Short problem 1
Reproduce word for word the part of the BYOD security passage that begins with the words containing "4. Failing to" and ends with "than IT pros.".
Short problem 2
List the numbered section headings that appear in the BYOD security passage.
Short problem 3
According to the BYOD security passage, which more common BYOD security threat does Blue Coat warn about?

Text passage

[start]

However, Blue Coat warns about a more common BYOD security threat: mobile phishing. Mobile devices make it harder for users to identify phony URLs — for example, they can’t hover the cursor over the link like on a desktop — which makes it more likely that mobile users will fall for a phishing scam and click a malicious link.
3. Taking a one-size-fits-all approach
IT has a few options for managing BYOD security, with varying degrees of protection and inconvenience for users. For example, mobile virtualization can allow users to access work remotely without any data or apps being installed on their devices. While that’s highly secure, it’s probably not necessary for a low-level employee who just wants to get email on a smartphone.
To protect sensitive data while creating minimal annoyances for users, IT can segment people based on the level of sensitive data they need access to and formulate BYOD security plans accordingly.
4. Failing to educate users
As the consumerization of IT takes hold, it’s becoming harder for IT to control how people in the organization use technology, and instead must rely on user awareness training to influence behavior. However, when it comes to mobile security, users are much less aware of the potential for risk than IT pros.
Nearly all users (88%) believe their device is secure, according to Blue Coat’s survey. In comparison, 77% of IT employees say they believe there’s a high risk of malware spreading from a personal device to the corporate network.
5. Assuming users will obey BYOD security policies
Even if IT does it’s best to manage BYOD and set policies and technical controls to protect mobile security, users will likely try their hardest to avoid having to follow them. For most users, letting IT control what they do on a personal device is not an option. Among the users surveyed by Blue Coat:
- 88% wouldn’t allow restrictions on the sites they could access on their mobile devices
- 81% wouldn’t let the company monitor their web browsing, and
- 76% wouldn’t let IT log their access to corporate data from a personal device.
Therefore, IT must make sure they have ways to enforce their policies — for example, through mobile device management (MDM) software — and raise user awareness regarding safe use of mobile devices.

[end]

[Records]

[start]

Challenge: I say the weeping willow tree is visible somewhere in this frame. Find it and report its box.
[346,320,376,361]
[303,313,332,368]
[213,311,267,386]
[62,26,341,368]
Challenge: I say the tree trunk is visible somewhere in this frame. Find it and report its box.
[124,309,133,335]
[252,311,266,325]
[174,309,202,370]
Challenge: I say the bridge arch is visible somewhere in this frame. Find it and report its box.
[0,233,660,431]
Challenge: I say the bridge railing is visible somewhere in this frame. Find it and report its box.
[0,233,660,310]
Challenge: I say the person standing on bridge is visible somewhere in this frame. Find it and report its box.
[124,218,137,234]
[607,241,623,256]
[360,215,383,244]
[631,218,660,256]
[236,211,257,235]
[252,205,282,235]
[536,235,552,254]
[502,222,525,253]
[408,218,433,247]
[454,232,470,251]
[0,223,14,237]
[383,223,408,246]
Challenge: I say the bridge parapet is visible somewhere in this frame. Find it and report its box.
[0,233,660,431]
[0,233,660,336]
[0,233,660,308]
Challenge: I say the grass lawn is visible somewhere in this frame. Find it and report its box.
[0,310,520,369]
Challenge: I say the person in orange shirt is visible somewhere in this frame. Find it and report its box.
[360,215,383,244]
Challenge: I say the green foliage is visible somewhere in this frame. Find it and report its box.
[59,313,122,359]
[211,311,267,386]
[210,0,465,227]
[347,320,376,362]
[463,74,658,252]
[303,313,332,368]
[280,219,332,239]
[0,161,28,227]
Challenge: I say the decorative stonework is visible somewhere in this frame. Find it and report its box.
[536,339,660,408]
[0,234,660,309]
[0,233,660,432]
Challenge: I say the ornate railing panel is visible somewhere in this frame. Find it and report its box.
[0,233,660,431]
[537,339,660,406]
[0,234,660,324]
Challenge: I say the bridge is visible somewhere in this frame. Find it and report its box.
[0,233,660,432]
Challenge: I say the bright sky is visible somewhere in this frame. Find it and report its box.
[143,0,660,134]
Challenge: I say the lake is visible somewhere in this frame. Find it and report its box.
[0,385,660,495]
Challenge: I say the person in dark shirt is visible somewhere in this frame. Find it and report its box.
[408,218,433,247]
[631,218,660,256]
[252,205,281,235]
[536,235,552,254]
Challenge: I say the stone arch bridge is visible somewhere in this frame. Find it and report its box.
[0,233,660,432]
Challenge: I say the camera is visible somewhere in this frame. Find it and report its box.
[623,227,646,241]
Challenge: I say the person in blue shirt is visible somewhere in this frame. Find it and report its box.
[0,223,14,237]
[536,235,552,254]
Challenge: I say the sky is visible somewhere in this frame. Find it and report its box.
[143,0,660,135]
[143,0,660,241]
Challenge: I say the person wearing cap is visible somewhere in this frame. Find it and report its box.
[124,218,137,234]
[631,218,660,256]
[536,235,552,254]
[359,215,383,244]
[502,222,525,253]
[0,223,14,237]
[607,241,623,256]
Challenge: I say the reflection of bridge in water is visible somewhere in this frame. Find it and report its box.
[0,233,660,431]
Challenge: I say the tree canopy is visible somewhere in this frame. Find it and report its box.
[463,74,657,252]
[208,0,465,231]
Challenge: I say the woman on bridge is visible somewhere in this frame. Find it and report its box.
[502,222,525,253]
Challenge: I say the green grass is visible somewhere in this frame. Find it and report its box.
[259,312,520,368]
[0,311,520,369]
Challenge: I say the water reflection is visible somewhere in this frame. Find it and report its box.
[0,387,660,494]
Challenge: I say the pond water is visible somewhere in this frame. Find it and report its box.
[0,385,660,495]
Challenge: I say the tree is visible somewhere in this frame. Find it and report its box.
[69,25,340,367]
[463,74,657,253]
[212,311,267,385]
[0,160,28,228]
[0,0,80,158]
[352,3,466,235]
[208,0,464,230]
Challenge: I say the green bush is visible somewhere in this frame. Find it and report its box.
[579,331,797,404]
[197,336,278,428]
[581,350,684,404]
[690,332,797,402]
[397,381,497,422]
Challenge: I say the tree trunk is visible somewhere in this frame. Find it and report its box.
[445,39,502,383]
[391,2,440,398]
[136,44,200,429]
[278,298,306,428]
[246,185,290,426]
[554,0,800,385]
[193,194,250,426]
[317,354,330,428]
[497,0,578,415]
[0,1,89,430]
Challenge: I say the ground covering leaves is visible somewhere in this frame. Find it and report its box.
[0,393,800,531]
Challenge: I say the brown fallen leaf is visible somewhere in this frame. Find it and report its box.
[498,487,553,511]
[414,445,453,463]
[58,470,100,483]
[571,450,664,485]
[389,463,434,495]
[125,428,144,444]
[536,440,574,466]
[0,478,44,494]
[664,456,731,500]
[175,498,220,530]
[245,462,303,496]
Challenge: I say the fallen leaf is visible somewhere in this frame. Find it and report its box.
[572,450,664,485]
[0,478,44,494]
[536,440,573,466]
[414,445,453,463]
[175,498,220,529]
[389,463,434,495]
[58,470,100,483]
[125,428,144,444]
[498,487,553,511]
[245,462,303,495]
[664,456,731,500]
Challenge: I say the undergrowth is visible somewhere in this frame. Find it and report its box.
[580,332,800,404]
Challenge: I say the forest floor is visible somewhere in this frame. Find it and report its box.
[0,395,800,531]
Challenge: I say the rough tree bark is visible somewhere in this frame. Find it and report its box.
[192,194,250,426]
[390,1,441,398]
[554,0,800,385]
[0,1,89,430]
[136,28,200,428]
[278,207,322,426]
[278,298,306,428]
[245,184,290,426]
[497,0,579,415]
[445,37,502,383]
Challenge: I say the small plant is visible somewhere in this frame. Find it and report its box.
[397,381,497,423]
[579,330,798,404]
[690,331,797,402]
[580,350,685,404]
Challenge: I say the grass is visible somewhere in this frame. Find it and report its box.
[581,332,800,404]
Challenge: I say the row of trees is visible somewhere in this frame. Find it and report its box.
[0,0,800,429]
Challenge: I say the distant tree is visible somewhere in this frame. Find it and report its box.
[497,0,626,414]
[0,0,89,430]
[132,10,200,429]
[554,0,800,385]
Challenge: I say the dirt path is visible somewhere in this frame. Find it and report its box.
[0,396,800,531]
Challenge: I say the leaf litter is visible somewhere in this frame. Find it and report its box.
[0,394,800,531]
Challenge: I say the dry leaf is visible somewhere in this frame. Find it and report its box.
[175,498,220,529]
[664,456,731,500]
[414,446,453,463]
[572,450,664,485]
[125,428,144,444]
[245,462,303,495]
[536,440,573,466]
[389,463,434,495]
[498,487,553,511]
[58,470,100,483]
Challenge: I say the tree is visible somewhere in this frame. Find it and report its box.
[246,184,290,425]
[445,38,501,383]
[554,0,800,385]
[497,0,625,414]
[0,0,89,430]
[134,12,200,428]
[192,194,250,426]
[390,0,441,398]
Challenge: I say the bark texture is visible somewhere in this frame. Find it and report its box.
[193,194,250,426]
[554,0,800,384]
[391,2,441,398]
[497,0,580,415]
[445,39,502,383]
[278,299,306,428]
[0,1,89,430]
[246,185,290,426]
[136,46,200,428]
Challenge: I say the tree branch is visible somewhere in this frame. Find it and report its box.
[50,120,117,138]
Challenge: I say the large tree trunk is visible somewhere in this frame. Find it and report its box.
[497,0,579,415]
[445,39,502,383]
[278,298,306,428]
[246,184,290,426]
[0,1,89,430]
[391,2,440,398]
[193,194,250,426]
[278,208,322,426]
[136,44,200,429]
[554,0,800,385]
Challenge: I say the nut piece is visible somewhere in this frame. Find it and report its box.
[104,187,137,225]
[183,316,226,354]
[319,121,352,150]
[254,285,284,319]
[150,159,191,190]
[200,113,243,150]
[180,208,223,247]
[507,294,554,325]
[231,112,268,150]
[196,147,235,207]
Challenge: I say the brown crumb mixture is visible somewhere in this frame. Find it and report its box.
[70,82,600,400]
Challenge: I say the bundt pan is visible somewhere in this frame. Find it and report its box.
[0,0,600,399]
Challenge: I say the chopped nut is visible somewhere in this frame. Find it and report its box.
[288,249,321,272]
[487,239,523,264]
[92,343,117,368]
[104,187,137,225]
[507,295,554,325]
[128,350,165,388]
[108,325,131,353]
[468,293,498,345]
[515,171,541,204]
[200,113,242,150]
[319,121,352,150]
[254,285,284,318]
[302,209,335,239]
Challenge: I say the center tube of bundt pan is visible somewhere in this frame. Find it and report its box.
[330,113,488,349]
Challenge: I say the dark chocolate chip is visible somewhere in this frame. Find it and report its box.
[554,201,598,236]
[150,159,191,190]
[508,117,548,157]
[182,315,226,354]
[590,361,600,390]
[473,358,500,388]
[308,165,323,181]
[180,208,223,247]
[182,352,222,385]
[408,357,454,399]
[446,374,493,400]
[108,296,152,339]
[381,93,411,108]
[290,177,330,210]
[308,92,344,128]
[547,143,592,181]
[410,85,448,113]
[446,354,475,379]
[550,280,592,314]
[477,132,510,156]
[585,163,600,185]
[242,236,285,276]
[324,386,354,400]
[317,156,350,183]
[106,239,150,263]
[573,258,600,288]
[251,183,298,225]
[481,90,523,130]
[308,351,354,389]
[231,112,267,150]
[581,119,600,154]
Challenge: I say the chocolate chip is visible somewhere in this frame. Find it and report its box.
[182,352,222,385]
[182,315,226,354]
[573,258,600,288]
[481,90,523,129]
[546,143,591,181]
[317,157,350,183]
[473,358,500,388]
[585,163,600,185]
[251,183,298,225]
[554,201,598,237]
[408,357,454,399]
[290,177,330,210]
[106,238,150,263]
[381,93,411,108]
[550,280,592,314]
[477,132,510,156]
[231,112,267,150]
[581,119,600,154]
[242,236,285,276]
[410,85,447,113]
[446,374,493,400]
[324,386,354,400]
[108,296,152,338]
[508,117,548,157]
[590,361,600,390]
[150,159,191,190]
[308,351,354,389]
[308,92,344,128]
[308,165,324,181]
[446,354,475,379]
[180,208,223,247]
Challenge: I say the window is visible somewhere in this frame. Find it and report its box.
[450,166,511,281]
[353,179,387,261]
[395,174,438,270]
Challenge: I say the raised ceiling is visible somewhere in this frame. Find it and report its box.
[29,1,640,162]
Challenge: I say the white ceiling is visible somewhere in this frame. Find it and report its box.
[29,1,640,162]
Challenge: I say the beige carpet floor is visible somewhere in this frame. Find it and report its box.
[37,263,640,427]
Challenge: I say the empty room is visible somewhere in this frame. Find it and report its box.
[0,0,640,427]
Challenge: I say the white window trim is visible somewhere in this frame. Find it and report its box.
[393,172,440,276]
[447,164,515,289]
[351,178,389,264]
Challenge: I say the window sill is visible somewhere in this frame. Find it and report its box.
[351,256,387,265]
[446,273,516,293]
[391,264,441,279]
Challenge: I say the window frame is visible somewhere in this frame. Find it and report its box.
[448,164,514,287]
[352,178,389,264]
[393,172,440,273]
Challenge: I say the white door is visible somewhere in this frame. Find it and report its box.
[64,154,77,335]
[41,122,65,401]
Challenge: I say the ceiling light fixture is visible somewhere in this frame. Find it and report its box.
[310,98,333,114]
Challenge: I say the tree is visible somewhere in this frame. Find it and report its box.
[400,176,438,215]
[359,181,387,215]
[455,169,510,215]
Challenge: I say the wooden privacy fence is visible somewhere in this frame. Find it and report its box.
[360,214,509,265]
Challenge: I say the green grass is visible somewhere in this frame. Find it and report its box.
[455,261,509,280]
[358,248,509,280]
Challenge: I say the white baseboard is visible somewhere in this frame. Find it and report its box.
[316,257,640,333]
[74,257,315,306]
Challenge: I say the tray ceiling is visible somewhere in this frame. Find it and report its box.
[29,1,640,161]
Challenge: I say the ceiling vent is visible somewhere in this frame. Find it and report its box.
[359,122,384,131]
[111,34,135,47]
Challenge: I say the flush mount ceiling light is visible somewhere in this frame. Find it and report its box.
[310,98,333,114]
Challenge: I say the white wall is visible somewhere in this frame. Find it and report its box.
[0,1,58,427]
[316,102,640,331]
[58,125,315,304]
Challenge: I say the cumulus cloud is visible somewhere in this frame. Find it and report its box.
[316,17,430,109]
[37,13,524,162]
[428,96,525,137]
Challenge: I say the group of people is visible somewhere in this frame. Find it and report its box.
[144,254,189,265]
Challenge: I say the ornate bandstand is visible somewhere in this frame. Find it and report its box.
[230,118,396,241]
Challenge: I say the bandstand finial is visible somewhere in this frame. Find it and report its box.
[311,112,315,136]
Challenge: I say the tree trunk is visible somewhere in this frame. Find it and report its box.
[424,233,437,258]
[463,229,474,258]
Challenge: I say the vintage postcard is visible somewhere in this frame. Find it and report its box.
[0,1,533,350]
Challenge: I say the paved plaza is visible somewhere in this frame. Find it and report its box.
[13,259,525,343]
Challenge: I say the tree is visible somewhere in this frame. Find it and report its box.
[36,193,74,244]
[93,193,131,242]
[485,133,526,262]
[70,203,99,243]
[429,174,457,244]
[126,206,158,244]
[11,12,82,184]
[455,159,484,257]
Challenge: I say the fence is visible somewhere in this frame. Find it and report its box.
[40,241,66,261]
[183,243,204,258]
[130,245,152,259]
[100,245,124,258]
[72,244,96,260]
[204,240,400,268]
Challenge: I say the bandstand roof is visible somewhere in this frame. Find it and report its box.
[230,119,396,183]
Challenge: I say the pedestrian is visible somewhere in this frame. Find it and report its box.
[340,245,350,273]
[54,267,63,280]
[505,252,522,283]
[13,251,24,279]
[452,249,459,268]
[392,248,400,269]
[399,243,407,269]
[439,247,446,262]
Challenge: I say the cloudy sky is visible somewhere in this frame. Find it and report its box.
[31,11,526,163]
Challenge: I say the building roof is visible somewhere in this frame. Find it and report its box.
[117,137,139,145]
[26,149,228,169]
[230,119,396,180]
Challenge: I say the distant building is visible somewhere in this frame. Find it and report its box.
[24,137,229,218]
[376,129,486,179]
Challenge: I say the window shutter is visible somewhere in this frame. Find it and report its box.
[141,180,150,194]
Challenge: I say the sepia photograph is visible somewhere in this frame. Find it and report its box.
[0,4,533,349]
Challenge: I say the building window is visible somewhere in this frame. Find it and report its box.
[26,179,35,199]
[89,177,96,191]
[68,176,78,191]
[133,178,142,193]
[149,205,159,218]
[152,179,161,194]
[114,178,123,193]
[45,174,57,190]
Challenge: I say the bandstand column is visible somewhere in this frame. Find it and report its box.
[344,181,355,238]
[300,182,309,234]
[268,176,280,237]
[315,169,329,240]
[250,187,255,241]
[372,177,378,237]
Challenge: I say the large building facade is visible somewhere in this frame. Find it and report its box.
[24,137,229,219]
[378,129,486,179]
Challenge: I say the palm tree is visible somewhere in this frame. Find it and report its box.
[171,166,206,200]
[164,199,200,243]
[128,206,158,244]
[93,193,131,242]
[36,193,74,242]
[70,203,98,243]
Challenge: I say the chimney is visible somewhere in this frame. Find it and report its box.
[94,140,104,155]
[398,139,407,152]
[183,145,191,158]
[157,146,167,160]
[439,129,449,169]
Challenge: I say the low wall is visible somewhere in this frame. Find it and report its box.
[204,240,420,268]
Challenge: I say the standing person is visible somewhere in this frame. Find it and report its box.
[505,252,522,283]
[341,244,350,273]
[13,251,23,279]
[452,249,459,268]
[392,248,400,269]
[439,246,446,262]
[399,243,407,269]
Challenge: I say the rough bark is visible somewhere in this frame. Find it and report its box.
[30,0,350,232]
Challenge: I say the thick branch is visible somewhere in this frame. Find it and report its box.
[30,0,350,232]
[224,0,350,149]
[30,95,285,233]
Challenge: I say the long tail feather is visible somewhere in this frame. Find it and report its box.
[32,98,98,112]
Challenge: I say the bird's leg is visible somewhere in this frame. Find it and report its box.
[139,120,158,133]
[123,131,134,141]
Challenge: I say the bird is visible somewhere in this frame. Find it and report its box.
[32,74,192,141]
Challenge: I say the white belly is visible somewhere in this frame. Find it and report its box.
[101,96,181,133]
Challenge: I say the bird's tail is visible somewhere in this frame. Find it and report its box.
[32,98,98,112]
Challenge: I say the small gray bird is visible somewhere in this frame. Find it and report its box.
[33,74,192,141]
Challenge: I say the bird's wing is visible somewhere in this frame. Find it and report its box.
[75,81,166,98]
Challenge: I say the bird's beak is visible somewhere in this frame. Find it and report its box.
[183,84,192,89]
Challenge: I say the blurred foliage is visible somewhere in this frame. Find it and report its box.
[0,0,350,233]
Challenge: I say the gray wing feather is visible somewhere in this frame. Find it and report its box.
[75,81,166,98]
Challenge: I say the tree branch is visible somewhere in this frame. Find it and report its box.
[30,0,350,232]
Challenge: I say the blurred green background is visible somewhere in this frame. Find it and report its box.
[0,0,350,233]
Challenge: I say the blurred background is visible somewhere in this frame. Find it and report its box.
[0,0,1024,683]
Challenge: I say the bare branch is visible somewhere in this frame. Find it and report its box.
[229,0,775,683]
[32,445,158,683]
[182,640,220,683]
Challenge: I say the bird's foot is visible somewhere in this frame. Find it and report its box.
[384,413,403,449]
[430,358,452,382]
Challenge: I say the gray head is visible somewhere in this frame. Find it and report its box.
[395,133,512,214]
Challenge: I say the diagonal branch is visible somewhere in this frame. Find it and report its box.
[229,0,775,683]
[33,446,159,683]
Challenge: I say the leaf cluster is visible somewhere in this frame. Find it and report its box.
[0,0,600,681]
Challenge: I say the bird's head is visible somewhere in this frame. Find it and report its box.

[end]

Final answer 1
4. Failing to educate users
As the consumerization of IT takes hold, it’s becoming harder for IT to control how people in the organization use technology, and instead must rely on user awareness training to influence behavior. However, when it comes to mobile security, users are much less aware of the potential for risk than IT pros.

Final answer 2
- Taking a one-size-fits-all approach
- Failing to educate users
- Assuming users will obey BYOD security policies

Final answer 3
Mobile phishing.